* Text segment
* BEGIN *

The burden was on the defendant to show that he was so far intoxicated at the time of the commission of the crime as to be incapable of forming a specific intent. State v. Crietello, 197 Iowa 772, 773, 197 N.W. 902; State v. Harrison, 167 Iowa 334, 149 N.W. 452. This he failed to do, and the trial court was correct in not giving an instruction on intoxication. It is also noted that defendant did not rely upon intoxication as a defense. See State v. Johnson, 252 Iowa 1321, 109 N.W.2d 625, and cases cited.

VI. In his last assignment appellant contends the court erred in giving that part of Instruction No. 4 which defines reasonable doubt, and that part of Instruction No. 14 relating to undisputed evidence. Although no objections were raised as to these instructions before the trial court, we shall consider them on the broad issue of whether they disclose such error as would deprive defendant of a fair trial.

* END *

* Given data
* BEGIN *

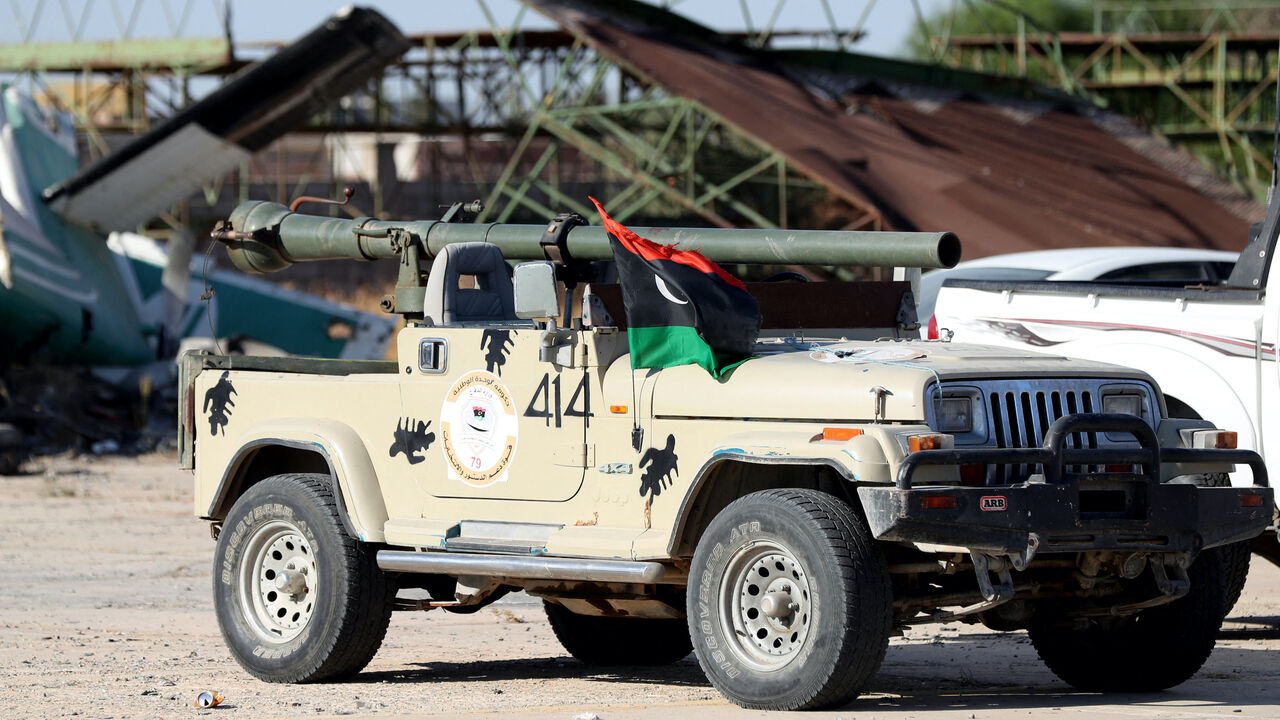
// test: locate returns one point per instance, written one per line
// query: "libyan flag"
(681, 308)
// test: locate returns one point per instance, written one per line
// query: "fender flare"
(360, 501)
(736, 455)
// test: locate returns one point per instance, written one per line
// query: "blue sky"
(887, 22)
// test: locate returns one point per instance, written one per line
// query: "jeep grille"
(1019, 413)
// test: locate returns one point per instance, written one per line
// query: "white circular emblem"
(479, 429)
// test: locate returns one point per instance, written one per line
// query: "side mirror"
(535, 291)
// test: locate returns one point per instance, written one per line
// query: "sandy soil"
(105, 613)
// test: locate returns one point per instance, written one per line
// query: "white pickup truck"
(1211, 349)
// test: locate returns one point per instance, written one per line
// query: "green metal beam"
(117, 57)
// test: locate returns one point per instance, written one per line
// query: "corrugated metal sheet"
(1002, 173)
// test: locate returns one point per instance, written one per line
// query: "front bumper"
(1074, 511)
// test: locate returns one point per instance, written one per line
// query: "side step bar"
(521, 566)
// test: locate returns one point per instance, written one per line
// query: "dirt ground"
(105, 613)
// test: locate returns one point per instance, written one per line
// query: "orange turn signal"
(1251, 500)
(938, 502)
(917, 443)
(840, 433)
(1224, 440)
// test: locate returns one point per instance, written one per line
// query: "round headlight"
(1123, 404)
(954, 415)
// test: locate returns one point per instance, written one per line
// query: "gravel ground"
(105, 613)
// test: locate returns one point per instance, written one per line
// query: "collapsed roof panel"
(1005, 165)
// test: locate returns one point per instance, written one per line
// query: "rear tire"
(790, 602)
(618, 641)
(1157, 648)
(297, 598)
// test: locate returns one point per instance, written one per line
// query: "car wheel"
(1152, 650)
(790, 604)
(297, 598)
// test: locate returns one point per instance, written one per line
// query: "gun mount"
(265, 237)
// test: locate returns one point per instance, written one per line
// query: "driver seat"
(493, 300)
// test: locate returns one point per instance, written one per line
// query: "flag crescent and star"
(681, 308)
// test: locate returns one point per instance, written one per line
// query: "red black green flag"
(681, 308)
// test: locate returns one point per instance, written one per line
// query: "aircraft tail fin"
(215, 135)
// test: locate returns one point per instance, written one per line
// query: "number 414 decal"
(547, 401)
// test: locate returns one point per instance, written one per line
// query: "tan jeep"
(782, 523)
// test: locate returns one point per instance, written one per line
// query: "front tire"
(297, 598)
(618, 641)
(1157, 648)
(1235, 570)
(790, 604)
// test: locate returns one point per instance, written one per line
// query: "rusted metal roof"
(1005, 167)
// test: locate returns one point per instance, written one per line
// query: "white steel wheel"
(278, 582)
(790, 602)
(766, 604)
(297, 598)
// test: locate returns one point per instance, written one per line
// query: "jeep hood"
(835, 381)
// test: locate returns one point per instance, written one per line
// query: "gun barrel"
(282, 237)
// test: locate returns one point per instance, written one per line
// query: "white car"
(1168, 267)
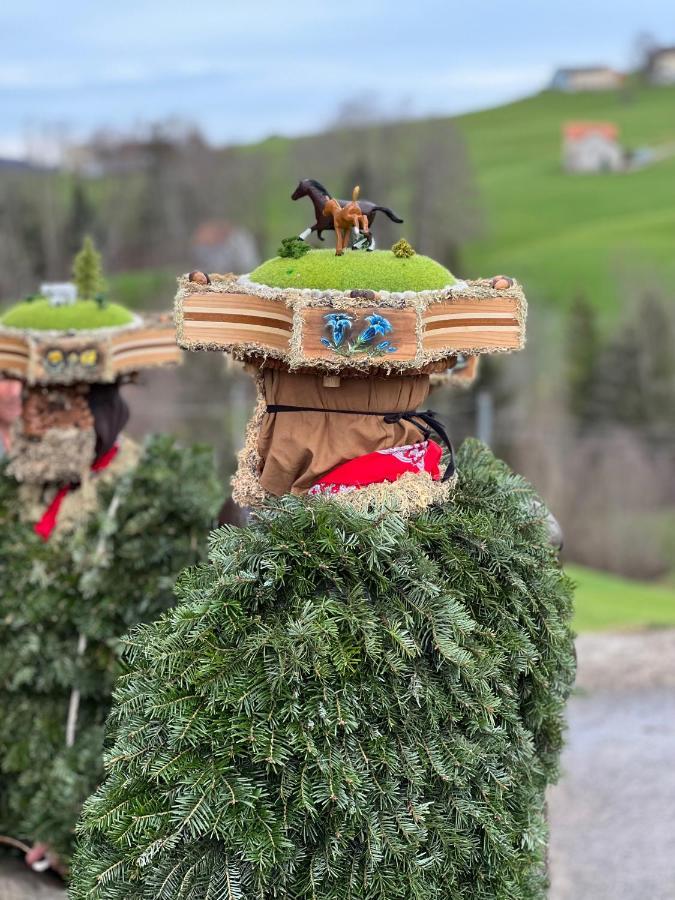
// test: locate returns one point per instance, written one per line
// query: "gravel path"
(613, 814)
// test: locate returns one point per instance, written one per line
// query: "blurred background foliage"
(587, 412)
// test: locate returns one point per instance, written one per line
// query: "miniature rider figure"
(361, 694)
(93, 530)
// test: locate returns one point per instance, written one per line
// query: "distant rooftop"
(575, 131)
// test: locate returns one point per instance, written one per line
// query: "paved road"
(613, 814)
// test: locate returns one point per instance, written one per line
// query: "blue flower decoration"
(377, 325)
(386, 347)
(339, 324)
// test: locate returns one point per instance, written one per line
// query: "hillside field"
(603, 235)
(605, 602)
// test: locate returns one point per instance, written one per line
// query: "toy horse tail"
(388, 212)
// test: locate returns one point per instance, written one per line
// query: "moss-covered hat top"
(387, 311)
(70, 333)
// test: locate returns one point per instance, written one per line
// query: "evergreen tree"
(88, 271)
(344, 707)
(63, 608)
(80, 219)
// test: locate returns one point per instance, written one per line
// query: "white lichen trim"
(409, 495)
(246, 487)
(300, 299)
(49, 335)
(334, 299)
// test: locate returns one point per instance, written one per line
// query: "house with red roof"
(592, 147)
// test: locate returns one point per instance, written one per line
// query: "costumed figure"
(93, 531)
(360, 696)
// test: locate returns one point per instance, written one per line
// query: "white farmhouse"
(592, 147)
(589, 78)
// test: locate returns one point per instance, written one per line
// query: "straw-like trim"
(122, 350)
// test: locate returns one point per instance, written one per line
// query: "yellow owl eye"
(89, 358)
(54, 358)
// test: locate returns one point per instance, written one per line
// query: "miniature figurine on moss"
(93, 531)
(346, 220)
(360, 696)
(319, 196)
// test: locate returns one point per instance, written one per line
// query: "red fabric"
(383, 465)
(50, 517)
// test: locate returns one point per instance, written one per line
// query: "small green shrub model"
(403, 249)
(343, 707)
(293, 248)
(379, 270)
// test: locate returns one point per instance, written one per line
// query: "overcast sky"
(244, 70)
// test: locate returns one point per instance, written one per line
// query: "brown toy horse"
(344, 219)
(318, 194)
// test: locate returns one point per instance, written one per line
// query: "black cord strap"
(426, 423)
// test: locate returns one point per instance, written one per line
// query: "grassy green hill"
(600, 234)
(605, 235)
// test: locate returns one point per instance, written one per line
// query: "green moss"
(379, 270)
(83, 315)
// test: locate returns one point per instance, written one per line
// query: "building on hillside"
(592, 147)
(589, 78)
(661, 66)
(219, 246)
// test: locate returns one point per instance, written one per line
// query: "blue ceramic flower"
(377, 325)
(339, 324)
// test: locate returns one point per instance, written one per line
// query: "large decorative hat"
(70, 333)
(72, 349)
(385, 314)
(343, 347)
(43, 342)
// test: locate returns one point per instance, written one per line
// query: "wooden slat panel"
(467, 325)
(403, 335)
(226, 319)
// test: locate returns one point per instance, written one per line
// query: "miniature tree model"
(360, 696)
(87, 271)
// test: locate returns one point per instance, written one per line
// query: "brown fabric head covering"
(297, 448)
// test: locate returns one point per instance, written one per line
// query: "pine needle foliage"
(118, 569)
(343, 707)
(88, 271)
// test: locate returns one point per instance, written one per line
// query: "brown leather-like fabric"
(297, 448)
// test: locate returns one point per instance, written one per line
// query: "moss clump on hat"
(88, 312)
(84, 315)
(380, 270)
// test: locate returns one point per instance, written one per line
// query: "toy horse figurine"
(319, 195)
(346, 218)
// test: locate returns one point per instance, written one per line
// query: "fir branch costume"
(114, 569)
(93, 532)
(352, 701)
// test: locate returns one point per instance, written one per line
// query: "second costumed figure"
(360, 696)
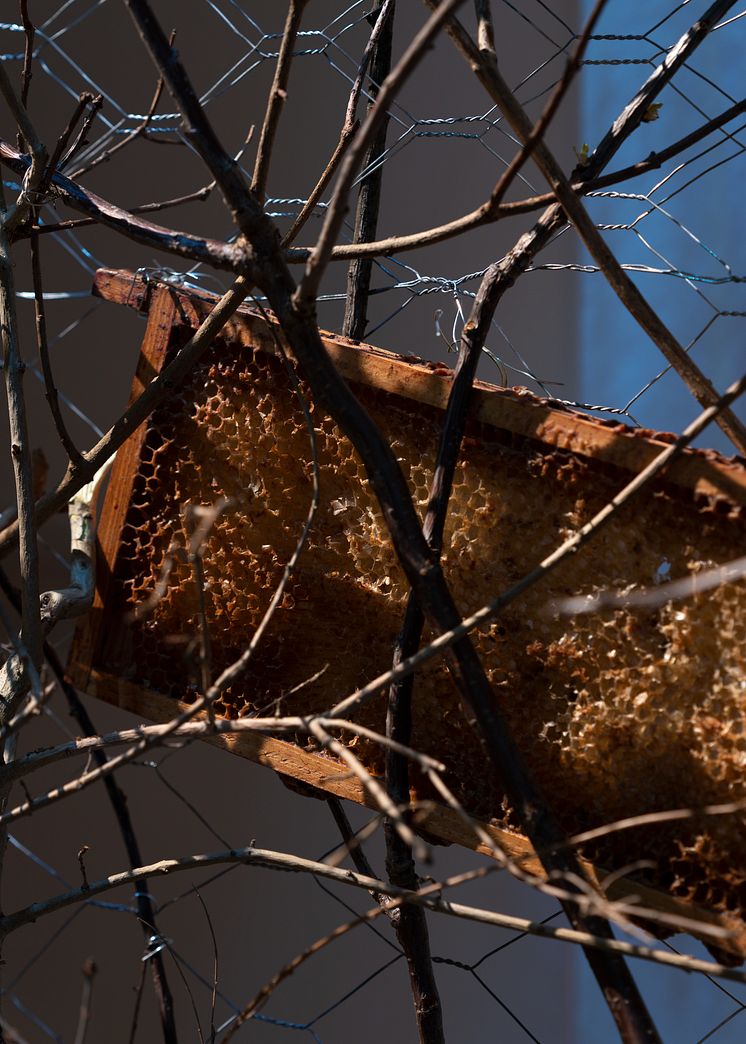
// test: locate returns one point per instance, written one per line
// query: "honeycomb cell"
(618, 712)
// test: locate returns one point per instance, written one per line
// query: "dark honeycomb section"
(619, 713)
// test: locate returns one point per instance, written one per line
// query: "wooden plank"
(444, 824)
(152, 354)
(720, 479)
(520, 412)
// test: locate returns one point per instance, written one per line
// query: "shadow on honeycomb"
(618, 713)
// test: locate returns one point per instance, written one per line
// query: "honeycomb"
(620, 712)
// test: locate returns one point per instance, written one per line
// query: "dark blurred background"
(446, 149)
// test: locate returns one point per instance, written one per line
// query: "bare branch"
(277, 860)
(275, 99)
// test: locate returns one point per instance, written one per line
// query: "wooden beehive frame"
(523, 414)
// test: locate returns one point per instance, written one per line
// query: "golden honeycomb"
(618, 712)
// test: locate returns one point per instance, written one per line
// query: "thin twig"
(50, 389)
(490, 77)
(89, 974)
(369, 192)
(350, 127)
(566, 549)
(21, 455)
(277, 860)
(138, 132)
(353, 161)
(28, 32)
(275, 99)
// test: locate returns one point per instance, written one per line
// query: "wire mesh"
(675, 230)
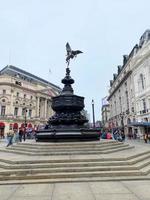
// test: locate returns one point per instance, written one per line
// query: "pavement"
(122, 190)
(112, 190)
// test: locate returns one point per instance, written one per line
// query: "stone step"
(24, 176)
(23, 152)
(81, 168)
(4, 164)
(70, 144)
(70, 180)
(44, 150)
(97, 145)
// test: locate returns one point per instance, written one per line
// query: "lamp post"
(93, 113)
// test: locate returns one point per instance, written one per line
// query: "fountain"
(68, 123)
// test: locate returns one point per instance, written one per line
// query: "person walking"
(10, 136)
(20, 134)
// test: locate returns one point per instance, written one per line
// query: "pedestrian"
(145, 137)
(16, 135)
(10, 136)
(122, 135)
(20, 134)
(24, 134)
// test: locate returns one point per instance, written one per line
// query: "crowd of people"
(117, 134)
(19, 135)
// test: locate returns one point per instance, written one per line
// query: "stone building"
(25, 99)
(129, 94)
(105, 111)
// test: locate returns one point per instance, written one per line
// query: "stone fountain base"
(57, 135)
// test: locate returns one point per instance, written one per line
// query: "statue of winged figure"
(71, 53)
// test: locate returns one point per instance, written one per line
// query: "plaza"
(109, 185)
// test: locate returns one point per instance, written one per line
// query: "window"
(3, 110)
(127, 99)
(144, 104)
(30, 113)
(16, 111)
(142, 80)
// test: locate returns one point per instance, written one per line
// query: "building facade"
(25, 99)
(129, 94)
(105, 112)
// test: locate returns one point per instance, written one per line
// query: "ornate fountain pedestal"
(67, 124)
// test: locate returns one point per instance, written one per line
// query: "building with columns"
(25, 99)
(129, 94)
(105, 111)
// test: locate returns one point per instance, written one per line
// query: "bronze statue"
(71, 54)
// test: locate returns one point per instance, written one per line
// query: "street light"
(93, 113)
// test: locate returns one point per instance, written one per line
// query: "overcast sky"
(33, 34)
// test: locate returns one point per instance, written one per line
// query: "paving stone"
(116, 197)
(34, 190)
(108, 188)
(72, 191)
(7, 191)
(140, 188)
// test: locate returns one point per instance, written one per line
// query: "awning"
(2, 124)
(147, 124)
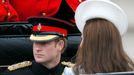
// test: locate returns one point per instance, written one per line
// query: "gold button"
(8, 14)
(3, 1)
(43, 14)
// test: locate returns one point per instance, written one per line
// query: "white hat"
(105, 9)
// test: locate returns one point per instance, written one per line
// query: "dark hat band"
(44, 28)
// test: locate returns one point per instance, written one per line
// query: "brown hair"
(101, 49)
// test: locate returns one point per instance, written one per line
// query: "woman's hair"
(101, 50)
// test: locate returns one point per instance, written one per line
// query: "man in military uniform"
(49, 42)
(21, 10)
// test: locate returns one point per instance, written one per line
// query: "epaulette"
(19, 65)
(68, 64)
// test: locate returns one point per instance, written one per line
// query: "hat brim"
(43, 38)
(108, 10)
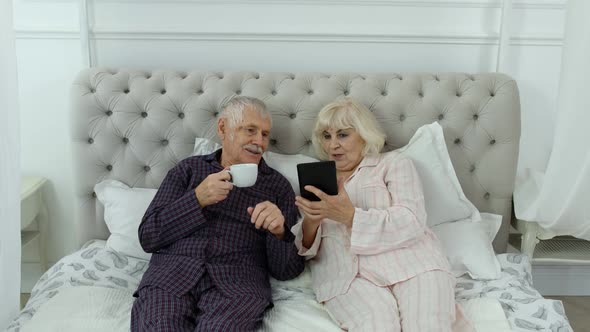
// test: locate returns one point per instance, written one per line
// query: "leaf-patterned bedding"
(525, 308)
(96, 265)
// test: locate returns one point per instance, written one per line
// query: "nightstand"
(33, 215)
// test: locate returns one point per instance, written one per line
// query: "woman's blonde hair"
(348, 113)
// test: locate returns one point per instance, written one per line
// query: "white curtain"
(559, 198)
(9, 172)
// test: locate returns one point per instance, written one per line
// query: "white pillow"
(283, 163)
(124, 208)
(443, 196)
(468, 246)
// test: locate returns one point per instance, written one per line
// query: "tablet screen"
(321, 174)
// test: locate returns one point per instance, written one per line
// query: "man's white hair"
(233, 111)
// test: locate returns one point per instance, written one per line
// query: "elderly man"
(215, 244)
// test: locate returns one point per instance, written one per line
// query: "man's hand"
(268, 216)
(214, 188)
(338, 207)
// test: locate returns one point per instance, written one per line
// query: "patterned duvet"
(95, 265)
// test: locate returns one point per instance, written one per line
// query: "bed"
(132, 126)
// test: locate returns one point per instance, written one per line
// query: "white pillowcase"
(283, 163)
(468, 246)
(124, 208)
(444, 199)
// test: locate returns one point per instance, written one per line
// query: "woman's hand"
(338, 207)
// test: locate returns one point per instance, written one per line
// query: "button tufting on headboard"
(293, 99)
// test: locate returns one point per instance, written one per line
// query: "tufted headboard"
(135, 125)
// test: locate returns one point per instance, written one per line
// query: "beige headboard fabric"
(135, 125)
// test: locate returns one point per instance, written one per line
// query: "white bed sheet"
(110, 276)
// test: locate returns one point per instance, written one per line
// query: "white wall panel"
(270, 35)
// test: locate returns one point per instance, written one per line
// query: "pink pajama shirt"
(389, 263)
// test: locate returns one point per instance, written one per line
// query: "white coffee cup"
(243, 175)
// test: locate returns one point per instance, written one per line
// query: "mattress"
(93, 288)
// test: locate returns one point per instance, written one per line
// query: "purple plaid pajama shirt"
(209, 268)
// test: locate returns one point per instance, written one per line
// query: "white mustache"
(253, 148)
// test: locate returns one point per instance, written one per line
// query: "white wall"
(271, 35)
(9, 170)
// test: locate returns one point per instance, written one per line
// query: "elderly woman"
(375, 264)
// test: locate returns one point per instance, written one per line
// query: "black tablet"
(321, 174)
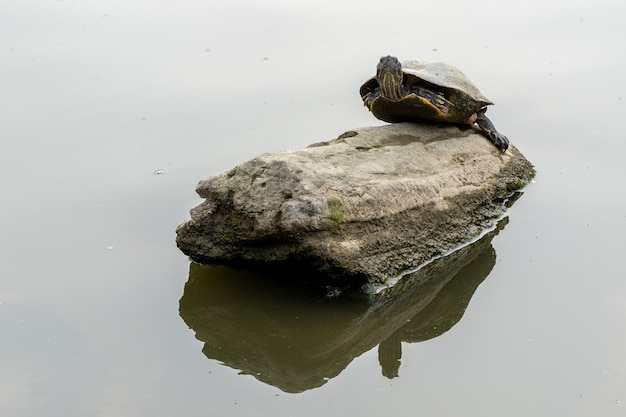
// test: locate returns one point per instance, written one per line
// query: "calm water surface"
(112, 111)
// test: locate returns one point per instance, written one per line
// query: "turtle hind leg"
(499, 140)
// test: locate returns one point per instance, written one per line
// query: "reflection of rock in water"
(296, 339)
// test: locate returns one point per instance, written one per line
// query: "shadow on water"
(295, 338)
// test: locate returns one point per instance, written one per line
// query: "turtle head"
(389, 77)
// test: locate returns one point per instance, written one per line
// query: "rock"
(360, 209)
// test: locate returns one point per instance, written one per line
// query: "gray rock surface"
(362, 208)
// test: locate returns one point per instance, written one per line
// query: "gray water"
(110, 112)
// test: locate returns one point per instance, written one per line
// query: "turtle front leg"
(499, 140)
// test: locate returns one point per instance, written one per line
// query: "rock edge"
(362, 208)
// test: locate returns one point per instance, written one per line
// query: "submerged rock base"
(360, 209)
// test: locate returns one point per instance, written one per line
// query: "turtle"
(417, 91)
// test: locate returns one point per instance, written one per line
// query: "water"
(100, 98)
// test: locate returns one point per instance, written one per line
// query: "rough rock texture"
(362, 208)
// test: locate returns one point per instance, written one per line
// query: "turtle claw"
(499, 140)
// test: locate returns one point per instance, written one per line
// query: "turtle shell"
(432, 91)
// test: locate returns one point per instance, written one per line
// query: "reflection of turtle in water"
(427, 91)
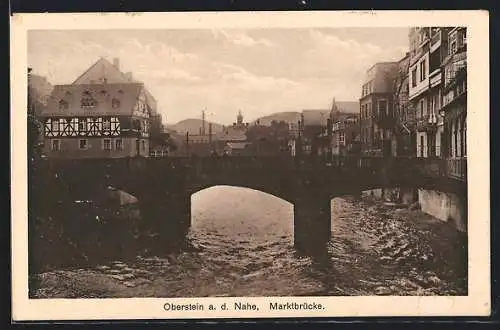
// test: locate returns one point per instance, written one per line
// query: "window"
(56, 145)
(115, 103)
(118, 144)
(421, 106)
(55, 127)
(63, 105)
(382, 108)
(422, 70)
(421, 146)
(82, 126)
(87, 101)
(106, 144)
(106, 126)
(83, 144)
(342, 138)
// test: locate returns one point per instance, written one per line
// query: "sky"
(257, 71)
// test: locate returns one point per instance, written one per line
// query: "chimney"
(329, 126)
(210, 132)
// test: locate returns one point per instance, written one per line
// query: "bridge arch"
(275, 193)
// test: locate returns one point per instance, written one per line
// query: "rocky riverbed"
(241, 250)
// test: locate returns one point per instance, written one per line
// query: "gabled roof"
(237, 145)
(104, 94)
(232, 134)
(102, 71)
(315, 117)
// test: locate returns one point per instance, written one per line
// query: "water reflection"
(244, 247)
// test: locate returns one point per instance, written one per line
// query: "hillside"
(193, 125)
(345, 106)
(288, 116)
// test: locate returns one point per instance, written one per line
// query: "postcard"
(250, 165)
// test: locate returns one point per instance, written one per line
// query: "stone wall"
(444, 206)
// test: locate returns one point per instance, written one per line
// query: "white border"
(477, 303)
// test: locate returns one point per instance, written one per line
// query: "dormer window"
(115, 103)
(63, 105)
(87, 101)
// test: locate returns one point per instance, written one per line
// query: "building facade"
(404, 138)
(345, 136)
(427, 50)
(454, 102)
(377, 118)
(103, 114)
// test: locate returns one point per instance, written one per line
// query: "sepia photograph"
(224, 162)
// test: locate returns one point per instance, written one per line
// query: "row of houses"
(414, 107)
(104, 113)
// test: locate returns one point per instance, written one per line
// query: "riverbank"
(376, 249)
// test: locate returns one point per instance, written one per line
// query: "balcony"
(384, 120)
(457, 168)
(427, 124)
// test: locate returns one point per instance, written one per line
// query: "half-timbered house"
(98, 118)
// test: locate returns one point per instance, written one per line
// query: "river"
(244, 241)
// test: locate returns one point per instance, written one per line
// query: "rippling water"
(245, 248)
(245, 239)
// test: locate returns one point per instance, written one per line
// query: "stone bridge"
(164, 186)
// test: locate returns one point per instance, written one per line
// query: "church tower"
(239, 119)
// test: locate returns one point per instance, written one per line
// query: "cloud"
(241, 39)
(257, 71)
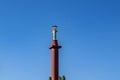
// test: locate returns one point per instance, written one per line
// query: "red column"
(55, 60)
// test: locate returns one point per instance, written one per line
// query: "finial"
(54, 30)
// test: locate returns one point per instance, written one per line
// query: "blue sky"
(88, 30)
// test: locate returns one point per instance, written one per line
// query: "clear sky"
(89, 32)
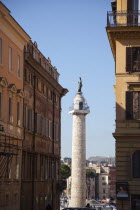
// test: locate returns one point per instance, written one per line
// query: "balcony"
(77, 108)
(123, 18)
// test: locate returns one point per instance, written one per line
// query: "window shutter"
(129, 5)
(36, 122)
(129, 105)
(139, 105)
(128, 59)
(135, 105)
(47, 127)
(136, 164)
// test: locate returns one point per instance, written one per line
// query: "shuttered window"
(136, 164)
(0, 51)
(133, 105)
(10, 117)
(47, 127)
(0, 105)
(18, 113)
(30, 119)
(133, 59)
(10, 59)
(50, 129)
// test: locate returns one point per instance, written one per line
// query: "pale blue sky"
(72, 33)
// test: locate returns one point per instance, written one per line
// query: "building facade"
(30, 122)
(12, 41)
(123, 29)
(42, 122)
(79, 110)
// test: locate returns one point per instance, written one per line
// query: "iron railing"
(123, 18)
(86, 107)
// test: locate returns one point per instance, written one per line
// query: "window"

* END *

* Objective
In the court opinion excerpt, which two instructions does the appellant's last assignment challenge? Answer using only the court opinion excerpt.

* Complete output
The part of Instruction No. 4 that defines reasonable doubt and the part of Instruction No. 14 relating to undisputed evidence.